■ **Task requirements**
Copy out each line of the data below exactly as it appears.

■ **Materials provided**

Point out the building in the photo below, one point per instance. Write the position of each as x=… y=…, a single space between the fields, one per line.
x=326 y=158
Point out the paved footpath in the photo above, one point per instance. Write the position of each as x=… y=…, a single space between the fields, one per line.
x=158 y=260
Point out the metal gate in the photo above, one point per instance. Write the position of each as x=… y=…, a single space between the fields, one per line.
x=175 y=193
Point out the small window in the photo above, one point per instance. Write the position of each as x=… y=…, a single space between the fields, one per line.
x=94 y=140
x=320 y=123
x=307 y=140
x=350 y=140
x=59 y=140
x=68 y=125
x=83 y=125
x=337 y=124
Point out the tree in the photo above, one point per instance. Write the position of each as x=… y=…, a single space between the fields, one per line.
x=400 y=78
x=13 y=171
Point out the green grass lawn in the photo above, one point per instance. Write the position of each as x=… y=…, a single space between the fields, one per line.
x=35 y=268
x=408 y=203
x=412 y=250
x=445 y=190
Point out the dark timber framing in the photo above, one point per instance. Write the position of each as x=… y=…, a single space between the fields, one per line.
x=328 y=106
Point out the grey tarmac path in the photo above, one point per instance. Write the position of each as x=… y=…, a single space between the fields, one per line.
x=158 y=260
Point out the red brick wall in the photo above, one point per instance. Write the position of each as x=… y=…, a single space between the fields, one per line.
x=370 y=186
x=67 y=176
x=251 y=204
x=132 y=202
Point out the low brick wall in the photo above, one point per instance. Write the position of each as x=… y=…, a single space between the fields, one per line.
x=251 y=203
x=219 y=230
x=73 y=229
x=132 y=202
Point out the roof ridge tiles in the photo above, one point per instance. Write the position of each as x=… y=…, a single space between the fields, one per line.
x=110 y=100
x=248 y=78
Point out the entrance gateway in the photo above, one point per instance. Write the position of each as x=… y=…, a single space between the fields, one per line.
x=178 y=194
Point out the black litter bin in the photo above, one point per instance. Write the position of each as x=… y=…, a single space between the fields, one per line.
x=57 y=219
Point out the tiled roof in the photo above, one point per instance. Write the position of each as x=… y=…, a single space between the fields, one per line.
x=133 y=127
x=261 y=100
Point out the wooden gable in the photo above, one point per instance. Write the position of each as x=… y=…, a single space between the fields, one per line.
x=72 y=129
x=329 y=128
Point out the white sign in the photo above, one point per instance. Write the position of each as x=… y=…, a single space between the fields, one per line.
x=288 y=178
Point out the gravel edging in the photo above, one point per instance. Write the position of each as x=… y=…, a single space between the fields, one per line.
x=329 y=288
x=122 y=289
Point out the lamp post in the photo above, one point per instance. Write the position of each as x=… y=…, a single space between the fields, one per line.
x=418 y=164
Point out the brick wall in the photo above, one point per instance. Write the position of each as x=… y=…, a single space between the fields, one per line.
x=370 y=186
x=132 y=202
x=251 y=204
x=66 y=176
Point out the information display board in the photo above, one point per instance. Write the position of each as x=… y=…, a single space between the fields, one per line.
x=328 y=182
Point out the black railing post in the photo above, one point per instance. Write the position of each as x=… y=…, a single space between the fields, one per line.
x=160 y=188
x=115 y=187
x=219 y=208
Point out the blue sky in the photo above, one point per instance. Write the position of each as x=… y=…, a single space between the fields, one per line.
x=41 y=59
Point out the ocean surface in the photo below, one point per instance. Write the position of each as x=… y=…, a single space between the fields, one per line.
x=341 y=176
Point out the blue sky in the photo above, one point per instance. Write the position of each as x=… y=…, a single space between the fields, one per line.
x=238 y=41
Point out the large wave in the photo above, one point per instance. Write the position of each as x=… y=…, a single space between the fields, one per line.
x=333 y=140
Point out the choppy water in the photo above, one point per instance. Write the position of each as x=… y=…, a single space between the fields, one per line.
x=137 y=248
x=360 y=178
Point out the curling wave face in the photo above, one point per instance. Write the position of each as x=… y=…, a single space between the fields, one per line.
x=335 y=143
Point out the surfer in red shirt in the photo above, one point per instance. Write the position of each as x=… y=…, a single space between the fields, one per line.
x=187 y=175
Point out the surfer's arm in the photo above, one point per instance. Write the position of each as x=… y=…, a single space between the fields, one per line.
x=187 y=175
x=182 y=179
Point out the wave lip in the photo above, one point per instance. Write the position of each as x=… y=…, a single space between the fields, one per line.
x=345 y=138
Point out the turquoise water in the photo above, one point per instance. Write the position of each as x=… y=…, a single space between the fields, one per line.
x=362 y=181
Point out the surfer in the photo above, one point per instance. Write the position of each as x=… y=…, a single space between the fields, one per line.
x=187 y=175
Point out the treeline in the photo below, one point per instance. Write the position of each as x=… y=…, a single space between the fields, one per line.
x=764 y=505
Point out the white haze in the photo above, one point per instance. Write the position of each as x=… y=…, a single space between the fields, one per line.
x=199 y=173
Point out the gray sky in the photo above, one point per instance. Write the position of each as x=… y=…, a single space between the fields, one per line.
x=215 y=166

■ **The answer**
Point out the building in the photo below, one point per instance. Write the position of each as x=… y=…, a single space between the fields, one per line.
x=326 y=158
Point out the paved footpath in the photo above, one point per instance. Write the position of each as x=… y=…, a single space between the fields, one per line.
x=158 y=260
Point out the metal gate in the photo above, one point per instance. Write the position of each as x=… y=…, a single space between the fields, one per line.
x=175 y=193
Point out the small window in the photo above, one point per instance. Write the position of each as x=… y=…, a single space between the fields, one per line.
x=94 y=140
x=320 y=123
x=307 y=140
x=350 y=140
x=59 y=140
x=68 y=125
x=83 y=125
x=337 y=124
Point out the tree in the photo above, one point per instance. Write the position of each as x=… y=…, a single space between the fields, one per line.
x=400 y=78
x=13 y=171
Point out the green grass lawn in the photo above, one point per instance. Write the position of each as x=… y=…, a single space between the fields, one per line.
x=35 y=268
x=408 y=203
x=412 y=250
x=445 y=190
Point out the dark timber framing in the photo above, one point per instance. Write the position of each as x=… y=…, a single space between the fields, one per line.
x=328 y=106
Point out the grey tarmac path in the photo above, one point per instance. Write the position of each as x=… y=…, a single space between the fields, one per line.
x=158 y=260
Point out the red brick wall in the photo above, one point per instance. Write the position of each as x=… y=…, a single space between the fields, one per line.
x=370 y=186
x=67 y=176
x=251 y=204
x=132 y=202
Point out the low brick wall in the photo above, one point per instance. Write the position of each as x=… y=…, a single space between the fields, one per line.
x=251 y=203
x=219 y=230
x=73 y=229
x=132 y=202
Point out the roof ridge tiles in the photo above, one point per instance. Write the position of each as x=… y=…, a single space between the fields, one per line.
x=110 y=100
x=248 y=78
Point out the entrance gateway in the photo above, one point per instance. Write the position of each as x=… y=…, a single space between the fields, one per line.
x=178 y=194
Point out the black litter bin in the photo above, one point per instance. Write the position of each as x=… y=…, a single space between the fields, one per line.
x=57 y=219
Point out the tiled roof in the photo above, one point per instance. Write the position of each as x=… y=…, a single space between the fields, one per line.
x=133 y=127
x=261 y=100
Point out the wooden gable in the photo above, one point per instance. Write the position of each as x=… y=…, a single space between the fields, one per line.
x=72 y=129
x=329 y=128
Point out the white sign in the photo above, one point per instance. Write the position of each as x=… y=…, a single space between the fields, one per line.
x=288 y=178
Point out the gravel edging in the photo above, one point per instance. Write the position of each as x=… y=…, a single space between the fields, one per line.
x=329 y=288
x=122 y=289
Point out the lamp post in the photo above, one point per instance. Write the position of each as x=… y=…, a single space between the fields, one per line.
x=418 y=164
Point out the brick wall in the photo above, one point per instance. Write the position of each as x=… y=…, a single space between the fields, one per line.
x=370 y=186
x=132 y=202
x=251 y=204
x=66 y=176
Point out the information display board in the photo above, one point per instance. Write the position of each as x=… y=…, a single space between the fields, one per line.
x=328 y=182
Point out the black railing post in the photo above, one point per instance. Write the position of each as x=… y=…, a single space between the fields, one per line.
x=160 y=188
x=115 y=187
x=219 y=208
Point out the blue sky in the photo above, one point per instance. Write the position of each as x=… y=…, a single space between the fields, one per line.
x=41 y=59
Point out the ocean surface in the photo below, one point per instance. Write the position of each as x=… y=…, a single space between the fields, one per line.
x=341 y=176
Point out the blue sky in the photo above, one point per instance. Write the position of each as x=… y=…, a single space between the fields, one per line.
x=238 y=41
Point out the large wave in the photo above, one point per instance. Write the position of each as x=… y=…, a single space between the fields, one per line.
x=333 y=140
Point out the choppy water in the photo above, one point per instance. Write the position of each as x=… y=…, a single space between the fields, one per line.
x=137 y=248
x=360 y=178
Point out the curling wave face in the photo above, one point per instance. Write the position of each as x=… y=…, a single space between the fields, one per line.
x=335 y=143
Point out the surfer in red shirt in the photo above, one point per instance. Write the position of each as x=… y=…, a single space between the fields, one per line.
x=187 y=175
Point out the surfer's arm in the photo above, one point per instance. Write the position of each as x=… y=…, a single space between the fields, one per line.
x=187 y=175
x=182 y=179
Point out the wave lip in the photo above, one point per instance. Write the position of each as x=… y=…, a single space between the fields, one per line.
x=345 y=138
Point out the turquoise water in the photo above, one point per instance. Write the position of each as x=… y=…, a single space between the fields, one per line.
x=362 y=181
Point out the surfer in the photo above, one point per instance. Write the position of each as x=… y=…, a single space between the fields, one per line.
x=187 y=175
Point out the treeline in the photo below, one point per instance. Write the position of each as x=… y=…, a single space between the fields, one per line.
x=764 y=505
Point out the white haze in the photo above, one point per instance. Write the position of each as x=… y=…, a single space between the fields, one per line.
x=199 y=173
Point out the gray sky in the photo above, one point per instance. Write the position of each as x=… y=…, a single space between the fields, one per line.
x=215 y=166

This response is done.